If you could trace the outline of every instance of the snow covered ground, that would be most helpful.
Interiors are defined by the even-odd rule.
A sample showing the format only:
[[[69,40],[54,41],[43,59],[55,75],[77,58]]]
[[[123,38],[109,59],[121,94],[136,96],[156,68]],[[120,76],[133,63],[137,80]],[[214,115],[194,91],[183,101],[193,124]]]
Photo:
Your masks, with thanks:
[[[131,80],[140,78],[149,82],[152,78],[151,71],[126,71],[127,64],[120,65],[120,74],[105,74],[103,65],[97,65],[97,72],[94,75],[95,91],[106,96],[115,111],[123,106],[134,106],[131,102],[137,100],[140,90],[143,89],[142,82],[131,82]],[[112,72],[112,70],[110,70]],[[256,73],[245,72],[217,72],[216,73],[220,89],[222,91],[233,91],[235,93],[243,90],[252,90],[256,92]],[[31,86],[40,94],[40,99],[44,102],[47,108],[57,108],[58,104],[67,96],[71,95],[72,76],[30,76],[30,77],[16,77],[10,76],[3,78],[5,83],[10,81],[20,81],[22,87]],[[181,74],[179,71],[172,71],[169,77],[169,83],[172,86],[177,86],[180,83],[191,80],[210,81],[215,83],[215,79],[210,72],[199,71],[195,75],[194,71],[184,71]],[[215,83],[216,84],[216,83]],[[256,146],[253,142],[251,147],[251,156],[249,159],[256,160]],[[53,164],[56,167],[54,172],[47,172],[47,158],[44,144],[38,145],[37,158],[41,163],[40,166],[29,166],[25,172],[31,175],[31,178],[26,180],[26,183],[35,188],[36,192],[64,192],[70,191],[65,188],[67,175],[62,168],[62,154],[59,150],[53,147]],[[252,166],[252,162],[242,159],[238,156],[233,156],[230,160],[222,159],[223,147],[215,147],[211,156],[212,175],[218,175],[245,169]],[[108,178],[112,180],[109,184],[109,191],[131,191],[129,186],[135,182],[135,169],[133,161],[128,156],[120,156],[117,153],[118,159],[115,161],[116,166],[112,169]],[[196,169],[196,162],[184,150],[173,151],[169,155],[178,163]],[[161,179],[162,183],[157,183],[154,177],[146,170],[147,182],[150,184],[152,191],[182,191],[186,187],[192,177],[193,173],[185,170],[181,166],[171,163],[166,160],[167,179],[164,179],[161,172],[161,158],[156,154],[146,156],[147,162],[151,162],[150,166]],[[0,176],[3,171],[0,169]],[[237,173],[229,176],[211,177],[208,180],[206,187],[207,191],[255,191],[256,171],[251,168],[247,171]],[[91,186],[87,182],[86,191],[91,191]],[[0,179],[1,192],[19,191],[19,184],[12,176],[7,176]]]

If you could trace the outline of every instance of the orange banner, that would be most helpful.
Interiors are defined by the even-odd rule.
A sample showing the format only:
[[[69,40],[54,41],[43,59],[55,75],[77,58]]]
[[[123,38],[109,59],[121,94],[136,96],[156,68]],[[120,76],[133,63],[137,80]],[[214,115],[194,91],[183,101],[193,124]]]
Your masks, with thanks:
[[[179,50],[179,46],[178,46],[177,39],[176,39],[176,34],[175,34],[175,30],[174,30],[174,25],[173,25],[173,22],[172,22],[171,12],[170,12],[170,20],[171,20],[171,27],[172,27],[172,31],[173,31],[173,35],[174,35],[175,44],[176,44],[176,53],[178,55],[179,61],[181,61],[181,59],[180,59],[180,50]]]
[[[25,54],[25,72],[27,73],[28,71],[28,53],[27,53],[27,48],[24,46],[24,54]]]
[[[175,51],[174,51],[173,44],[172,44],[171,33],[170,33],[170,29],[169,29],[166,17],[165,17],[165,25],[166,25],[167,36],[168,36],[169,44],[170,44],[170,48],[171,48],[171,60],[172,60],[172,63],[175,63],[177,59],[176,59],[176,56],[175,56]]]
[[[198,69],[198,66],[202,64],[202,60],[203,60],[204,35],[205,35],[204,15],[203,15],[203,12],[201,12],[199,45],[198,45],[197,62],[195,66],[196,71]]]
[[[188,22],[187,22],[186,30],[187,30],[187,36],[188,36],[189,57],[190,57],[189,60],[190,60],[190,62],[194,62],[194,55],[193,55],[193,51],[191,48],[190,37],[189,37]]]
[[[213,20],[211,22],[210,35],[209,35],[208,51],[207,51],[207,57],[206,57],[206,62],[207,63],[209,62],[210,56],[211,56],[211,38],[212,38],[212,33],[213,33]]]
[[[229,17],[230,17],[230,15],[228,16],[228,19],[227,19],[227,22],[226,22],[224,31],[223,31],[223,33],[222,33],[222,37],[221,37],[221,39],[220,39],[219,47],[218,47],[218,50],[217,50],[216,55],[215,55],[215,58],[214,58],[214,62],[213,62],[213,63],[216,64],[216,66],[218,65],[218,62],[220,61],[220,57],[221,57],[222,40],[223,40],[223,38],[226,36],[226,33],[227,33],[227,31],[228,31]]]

__________________________________________________

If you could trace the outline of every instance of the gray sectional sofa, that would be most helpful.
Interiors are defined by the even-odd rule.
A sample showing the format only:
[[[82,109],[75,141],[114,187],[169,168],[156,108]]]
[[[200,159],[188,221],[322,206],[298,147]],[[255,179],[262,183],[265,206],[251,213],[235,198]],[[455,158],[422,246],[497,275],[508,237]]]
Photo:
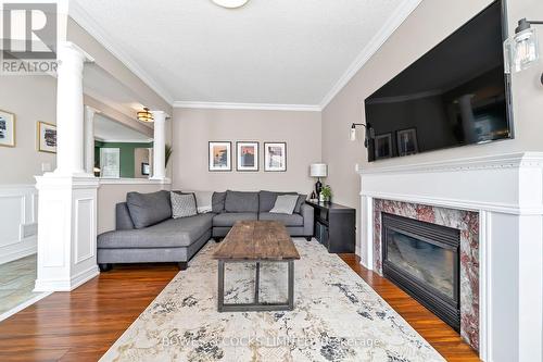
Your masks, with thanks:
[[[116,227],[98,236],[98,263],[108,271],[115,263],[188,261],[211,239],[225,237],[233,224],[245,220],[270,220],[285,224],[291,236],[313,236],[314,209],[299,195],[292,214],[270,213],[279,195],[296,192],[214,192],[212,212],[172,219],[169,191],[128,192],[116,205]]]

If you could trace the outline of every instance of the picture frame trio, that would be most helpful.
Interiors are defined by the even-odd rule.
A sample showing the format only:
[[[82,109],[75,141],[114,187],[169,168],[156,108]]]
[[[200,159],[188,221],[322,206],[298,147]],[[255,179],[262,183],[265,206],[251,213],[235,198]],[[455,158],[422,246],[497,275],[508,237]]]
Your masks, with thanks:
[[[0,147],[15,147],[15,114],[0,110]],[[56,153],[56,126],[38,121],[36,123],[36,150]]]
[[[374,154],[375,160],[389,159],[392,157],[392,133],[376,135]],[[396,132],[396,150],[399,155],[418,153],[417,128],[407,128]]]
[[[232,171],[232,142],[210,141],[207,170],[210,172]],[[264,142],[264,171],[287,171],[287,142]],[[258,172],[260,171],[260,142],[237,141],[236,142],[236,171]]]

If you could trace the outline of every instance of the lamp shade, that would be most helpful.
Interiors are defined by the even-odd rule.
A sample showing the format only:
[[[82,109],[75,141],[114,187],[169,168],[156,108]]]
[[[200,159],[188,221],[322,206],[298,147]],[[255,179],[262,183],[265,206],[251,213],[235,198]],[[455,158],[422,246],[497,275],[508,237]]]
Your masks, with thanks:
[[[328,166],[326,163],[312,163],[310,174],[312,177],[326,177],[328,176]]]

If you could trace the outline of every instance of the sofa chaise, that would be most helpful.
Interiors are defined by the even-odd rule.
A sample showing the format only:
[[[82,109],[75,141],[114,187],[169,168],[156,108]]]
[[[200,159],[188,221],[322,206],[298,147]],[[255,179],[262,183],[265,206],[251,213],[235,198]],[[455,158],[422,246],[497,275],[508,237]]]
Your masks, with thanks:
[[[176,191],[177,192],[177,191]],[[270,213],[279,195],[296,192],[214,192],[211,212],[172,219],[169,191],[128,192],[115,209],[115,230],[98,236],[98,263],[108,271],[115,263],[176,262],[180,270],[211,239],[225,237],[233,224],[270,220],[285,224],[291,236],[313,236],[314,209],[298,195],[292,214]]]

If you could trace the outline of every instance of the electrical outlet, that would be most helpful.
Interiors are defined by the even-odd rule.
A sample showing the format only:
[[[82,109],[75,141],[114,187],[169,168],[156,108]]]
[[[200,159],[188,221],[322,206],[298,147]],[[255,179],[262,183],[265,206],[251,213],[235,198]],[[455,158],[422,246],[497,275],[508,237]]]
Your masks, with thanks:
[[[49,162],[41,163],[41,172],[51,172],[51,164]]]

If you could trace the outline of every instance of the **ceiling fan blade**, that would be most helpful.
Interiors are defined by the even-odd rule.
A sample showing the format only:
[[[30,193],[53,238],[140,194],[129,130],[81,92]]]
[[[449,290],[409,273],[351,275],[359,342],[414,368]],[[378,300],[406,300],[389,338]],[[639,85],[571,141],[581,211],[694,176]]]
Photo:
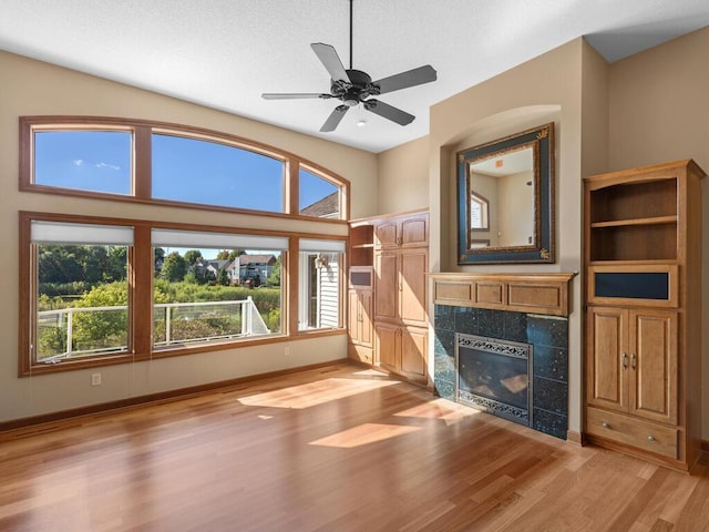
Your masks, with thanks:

__________________________________________________

DIRECTIVE: How many lines in the entries above contain the string "could", with case counting? Give only the number.

FINAL RESULT: 8